WHAT IS BEING ASKED: Exact wording is required: transcribe all the entries and leave the images out.

EXERCISE MATERIAL:

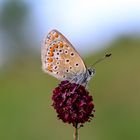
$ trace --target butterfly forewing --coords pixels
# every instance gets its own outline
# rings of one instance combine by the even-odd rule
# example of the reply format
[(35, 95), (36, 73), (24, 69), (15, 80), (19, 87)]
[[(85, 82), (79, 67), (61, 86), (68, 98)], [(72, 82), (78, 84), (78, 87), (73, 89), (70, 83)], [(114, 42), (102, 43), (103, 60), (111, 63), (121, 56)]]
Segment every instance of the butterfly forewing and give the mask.
[(86, 72), (86, 66), (72, 44), (57, 30), (52, 30), (42, 47), (42, 69), (59, 80), (71, 80)]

WRITTEN ANSWER:
$ trace --target butterfly forewing --coords pixels
# every instance gets its own outline
# rings of one instance combine by the even-odd rule
# example of the reply format
[(35, 95), (36, 73), (24, 69), (15, 80), (19, 87)]
[[(85, 82), (79, 67), (61, 86), (68, 98)], [(72, 82), (78, 84), (78, 87), (73, 89), (70, 83)], [(114, 42), (102, 43), (103, 60), (111, 63), (121, 56)]]
Segment every instance of the butterfly forewing and give the mask.
[(86, 72), (86, 66), (72, 44), (57, 30), (52, 30), (42, 47), (42, 69), (59, 80), (71, 80)]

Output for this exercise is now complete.